-- START Stored records --

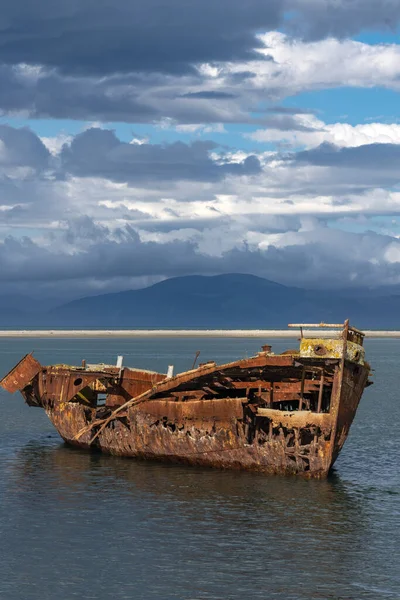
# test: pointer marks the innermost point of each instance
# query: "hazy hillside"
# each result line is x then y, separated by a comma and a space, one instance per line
222, 301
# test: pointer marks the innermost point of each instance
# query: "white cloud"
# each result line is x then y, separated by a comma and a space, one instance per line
312, 132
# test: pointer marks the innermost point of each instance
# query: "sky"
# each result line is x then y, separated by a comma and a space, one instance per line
142, 140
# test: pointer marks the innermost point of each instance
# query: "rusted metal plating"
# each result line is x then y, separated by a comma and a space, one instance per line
287, 413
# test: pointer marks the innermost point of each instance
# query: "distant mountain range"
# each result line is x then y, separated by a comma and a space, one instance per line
221, 301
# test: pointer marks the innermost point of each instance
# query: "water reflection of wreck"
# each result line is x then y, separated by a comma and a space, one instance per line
286, 413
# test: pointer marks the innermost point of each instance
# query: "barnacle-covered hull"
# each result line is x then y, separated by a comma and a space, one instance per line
289, 413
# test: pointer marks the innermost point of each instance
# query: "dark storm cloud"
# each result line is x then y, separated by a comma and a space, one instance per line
110, 36
99, 153
302, 264
209, 95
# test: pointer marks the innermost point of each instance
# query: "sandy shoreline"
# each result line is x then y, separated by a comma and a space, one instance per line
167, 333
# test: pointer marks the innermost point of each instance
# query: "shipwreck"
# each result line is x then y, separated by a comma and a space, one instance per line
288, 413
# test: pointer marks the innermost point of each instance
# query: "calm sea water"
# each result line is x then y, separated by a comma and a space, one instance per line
79, 525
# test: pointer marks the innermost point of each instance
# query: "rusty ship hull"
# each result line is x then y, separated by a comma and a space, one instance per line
287, 413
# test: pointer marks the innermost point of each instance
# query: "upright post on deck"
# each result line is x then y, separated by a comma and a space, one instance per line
321, 391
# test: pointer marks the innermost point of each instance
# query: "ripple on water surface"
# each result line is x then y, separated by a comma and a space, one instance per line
79, 525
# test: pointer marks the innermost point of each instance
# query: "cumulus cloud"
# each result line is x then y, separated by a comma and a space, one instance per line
98, 152
305, 130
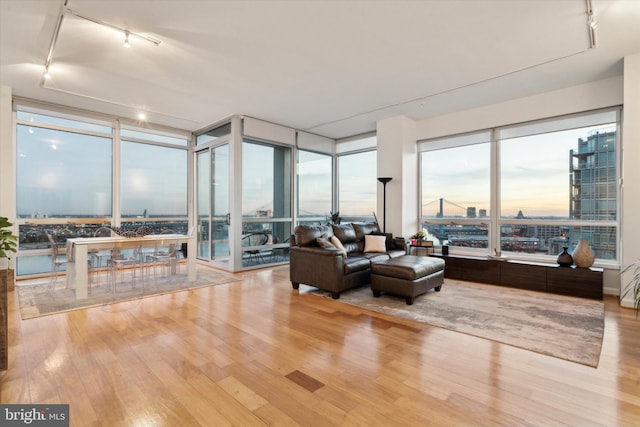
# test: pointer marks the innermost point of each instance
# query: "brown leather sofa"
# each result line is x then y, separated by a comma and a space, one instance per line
327, 268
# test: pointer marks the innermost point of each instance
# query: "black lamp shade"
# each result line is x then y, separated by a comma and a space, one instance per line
384, 181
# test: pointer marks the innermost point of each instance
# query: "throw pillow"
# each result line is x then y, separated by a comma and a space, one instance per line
338, 244
323, 242
374, 243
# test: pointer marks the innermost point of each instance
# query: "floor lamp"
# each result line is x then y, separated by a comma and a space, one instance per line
384, 202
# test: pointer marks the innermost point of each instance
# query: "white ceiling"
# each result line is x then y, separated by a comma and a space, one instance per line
327, 67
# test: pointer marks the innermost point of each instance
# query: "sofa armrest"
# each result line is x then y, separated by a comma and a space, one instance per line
314, 266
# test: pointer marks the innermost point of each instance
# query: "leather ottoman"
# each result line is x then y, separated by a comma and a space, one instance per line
407, 276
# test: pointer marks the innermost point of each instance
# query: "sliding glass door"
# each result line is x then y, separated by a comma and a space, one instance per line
213, 203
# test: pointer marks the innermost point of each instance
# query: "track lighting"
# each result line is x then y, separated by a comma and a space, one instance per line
591, 24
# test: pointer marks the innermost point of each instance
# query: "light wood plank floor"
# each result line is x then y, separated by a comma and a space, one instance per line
257, 353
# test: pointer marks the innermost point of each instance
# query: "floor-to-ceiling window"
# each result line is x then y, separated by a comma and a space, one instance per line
526, 190
266, 202
153, 176
456, 189
67, 175
315, 183
357, 181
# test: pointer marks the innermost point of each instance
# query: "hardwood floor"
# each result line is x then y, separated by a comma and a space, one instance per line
255, 352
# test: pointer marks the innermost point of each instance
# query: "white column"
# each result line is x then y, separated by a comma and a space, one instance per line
398, 159
630, 226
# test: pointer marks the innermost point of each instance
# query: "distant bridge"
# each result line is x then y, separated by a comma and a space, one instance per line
443, 206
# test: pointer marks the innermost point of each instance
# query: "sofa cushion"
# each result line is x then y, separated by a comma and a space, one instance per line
306, 235
344, 232
338, 244
357, 263
374, 243
363, 228
323, 242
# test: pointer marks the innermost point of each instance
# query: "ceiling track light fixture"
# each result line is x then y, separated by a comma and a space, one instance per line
63, 11
591, 24
127, 33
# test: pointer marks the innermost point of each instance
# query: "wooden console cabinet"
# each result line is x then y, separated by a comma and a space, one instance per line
571, 281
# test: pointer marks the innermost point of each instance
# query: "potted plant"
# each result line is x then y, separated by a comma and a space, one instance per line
8, 243
633, 286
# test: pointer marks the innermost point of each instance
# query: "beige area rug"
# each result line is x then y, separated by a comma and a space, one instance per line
36, 299
564, 327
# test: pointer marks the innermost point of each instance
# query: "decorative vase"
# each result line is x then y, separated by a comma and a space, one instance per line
583, 256
565, 259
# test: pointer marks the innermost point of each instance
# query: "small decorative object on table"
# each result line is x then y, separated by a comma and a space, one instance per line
583, 255
565, 259
133, 232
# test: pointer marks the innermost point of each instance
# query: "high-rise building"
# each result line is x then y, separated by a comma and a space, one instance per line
593, 189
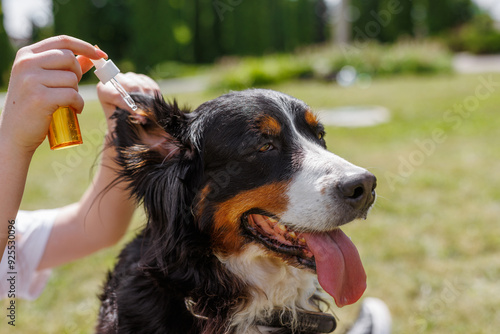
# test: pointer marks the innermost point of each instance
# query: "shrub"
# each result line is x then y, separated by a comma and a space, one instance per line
405, 57
479, 36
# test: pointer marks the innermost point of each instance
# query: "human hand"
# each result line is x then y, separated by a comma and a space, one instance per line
44, 77
133, 83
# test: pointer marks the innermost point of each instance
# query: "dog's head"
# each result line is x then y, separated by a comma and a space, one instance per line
247, 168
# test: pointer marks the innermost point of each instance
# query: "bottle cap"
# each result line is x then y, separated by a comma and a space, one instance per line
105, 69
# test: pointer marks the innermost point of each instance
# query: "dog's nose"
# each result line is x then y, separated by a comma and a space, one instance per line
358, 189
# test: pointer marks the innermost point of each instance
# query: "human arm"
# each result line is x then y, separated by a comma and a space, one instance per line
44, 77
102, 215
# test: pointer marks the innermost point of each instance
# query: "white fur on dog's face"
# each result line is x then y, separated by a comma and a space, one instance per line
314, 205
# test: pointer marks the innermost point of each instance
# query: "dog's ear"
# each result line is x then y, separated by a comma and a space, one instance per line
154, 133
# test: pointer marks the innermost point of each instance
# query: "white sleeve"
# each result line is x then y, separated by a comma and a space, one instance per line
20, 278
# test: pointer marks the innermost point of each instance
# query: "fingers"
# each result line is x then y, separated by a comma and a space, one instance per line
85, 63
60, 79
62, 60
77, 46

-- END Stored records --

What is asked
Quote the data above in full, leaving out the pictures it holds.

Output below
# test: pointer marks the innermost point of each instance
# query: "hazy hillside"
# each result line is x then y, separated by a comma and a space, one instance per line
222, 301
# test: pointer marks the innermost point of each instance
# query: "white cloud"
# each result line is x then y, separated by a comma and a space, one instance per line
312, 132
# test: pointer marks the innermost point of each instance
# query: "sky"
# each result line is x then y, separated by a comma and a space, one instance per line
142, 140
# test: pointer marks the innermost point of each instance
# query: "rusted metal plating"
# each result line is x then y, separated by a comma and a space, one instance per line
287, 413
# test: pointer marks the innermost point of each instance
# query: "distant mountain range"
# each result line is x then y, separated by a comma and a space, one instance per line
221, 301
# test: pointer marks the innermost point of each instance
# query: "water reflection of wreck"
# each result line is x then y, separated by a comma and a space, one instance per line
286, 413
# test: pointer marks the innermost point of each instance
# query: "barnacle-covered hull"
# each result line is x then y, separated by a comma and a space, one instance per line
289, 413
# test: pointer marks the innermost point of each instance
# query: "dark storm cloud"
# each result line is x then y, separated by a comma and a space, one instance per line
110, 36
99, 153
302, 264
209, 95
# test: pointer marks the innermost point of each instance
# query: "sandy shoreline"
# each result line is x then y, separated by a comma and a space, one instance per line
167, 333
# test: pointer marks the innermost point of each instance
# query: "shipwreck"
# each result line is x then y, separated by a comma and a space, one instance per line
288, 413
# test: pointer marks the innermost point of each instance
# query: "calm sea water"
# each result line is x then y, separated by a comma and a space, one instance per line
79, 525
# test: pointer marks the innermost point of each instance
# query: "rusty ship hull"
# each result line is x then y, separated by a comma and a space, one instance per line
287, 413
# test: pointer marks the innermost point of each instance
# query: "upright post on deck"
# each result line is x then y, separated by a comma and a space, one instance per line
321, 391
# test: pointer marks the innermost point of each instance
# query: "ripple on water surface"
# each result line is x then y, separated by a comma and a space, one instance per line
79, 525
# test: pointer marks the innermost point of each instance
# query: "cumulus cloud"
# each result line is x then y, separated by a comma and a space, one instance per line
98, 152
305, 130
# test: pointer marks the innermost point of each instance
# query: "brown leather sofa"
# each result line is x then y, separated by a comma and a space, one instance per line
327, 268
# test: pointer marks the innermost point of each instance
# query: "black lamp shade"
# each result line is x then y, separated by a comma and a space, one instance per line
384, 181
# test: pointer marks the innermost point of each instance
# query: "throw pillow"
# each result line is x then y, separated by a comma and a space, one instance per line
338, 244
323, 242
374, 243
# test: pointer marks the innermost point of each instance
# query: "floor lamp"
# each result line is x then y, separated by a comma and a space, one instance per line
384, 202
# test: pointer marks the innermost point of each instance
# query: "white ceiling"
# each result line is x then y, separated by a comma and a space, one instance per line
327, 67
# test: pointer marks the innermost point of each instance
# query: "sofa armrest"
# each result line is x then y, separated by a comma and a space, one instance per line
314, 266
# test: pointer marks the innermost point of each instance
# query: "leather ottoman"
# each result line is x then y, separated by a comma and a space, one instance per line
407, 276
# test: pointer marks the innermost point of each instance
# query: "sliding glass door"
# each result line is x then y, separated by a comma and a space, one instance per line
213, 203
# test: pointer marks the innermost point of each instance
# query: "track lighting"
# each result line is x then y, separated by a comma and a space, one instance per line
591, 24
# test: pointer marks the innermost point of each instance
# query: "light wood plank floor"
# each result line is x then y, separated by a comma and a space, one instance per line
257, 353
# test: pointer marks the innermost point of each instance
# query: "floor-to-ceiling window"
# each result line is x then y, separated by a comma and a space, one instance per line
526, 190
266, 202
153, 176
456, 189
67, 175
315, 183
357, 181
# test: pointer marks the innermost point of each instance
# query: "hardwood floor"
# each result line is x then y, separated by a comma and a space, one instance per line
255, 352
# test: pointer marks the innermost point of each instance
# query: "white column"
# each result line is x then y, separated by a comma and a space, one instance per line
398, 159
630, 226
# test: pointer marks the innermost point of each instance
# query: "distant bridge"
# each result line is x then y, separated by a comma and a space, one instance per line
443, 206
# test: pointer marks the innermost point of each instance
# query: "sofa cushion"
# each result line is x then y, separated by a comma and a space, one instance per line
306, 235
344, 232
338, 244
357, 263
374, 243
363, 228
323, 242
# test: pointer marks the innermost point of each instance
# query: "ceiling track light fixture"
# each result line is x then y, separated by a comma and a space, one instance per line
63, 11
591, 24
127, 33
# test: pointer marks the innermost point of each instance
# query: "wooden console cabinet"
# each result line is x then y, separated by a comma and a space, one instance per line
571, 281
# test: pointer marks the innermost point of each instance
# query: "potted plant"
# each result line is x then y, separated by a comma and a space, one instance per line
8, 243
633, 286
# test: pointer marks the innermost point of each instance
# query: "beige area rug"
# each result line is x then y, separated by a comma and a space, one instance per line
36, 299
564, 327
# test: pointer marks the innermost point of each instance
# query: "decorative vase"
# each result line is x then y, separated by a comma and a space, one instance per line
583, 256
565, 259
# test: pointer marks the innermost point of each instance
# query: "small decorative object on table"
# each result line is x then y, separated by a comma and a space, one instance per line
583, 255
565, 259
133, 232
# test: pointer marks the innermost point of each instance
# query: "high-rise building"
# each result line is x then y, separated by a comma and a space, one instance per line
593, 189
# test: pointer marks the innermost point of each instance
# query: "shrub"
# each result line is x then y, separated by a comma and a space, one instance per line
405, 57
479, 36
# test: pointer marks the innermost point of each instance
# query: "human hand"
# each result line is x then y, separated by a comma and a space, one instance per line
44, 77
133, 83
# test: pointer marks the innermost point of each instance
# query: "dog's head"
# each result line is x then y, separated by a comma and a space, one instance per line
247, 168
# test: pointer marks the innermost point of each instance
# query: "bottle cap"
# each result line is x then y, separated by a comma and a space, one instance per line
105, 69
# test: pointer marks the innermost point of each instance
# query: "dog's nose"
# each result line is x then y, separated by a comma and a space, one instance per line
358, 189
# test: pointer marks the innermost point of each instance
# query: "human arm"
# each result line is x then y, separated by a comma and a space, one instance per line
44, 77
102, 215
# test: pointer marks the innermost point of each instance
# query: "white fur on dog's face"
# each result line is x then y, separated by a comma and a space, one instance per line
314, 205
# test: pointer marks the innermost point of each instance
# query: "dog's ear"
# each result line is x then y, separated by a comma and a space, one instance per line
154, 133
# test: pointer marks the innermost point of each instance
# query: "white sleeve"
# each result line is x then y, separated by a comma and a space, one instance per line
20, 278
# test: pointer marks the innermost point of each instance
# query: "fingers"
# each result line is x then y, separated by a comma and a space, one instance per line
85, 63
60, 79
62, 60
77, 46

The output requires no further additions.